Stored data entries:
Content starts

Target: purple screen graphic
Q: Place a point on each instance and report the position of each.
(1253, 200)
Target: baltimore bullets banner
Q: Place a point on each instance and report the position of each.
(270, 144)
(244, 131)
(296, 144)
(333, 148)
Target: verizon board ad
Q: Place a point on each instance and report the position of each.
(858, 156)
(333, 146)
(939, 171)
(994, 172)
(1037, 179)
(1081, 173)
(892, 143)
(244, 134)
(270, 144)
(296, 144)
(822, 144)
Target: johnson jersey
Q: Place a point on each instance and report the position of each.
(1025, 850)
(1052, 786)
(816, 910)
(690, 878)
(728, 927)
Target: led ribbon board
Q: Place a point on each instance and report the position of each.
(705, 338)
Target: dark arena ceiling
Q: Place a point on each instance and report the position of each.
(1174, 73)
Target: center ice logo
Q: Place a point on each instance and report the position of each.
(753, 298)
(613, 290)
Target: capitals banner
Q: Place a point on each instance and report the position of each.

Content ends

# [YOUR TASK]
Gather each line from the entries above that includes the word "board".

# [WRITTEN ANSWER]
Target: verizon board ad
Target: led ribbon board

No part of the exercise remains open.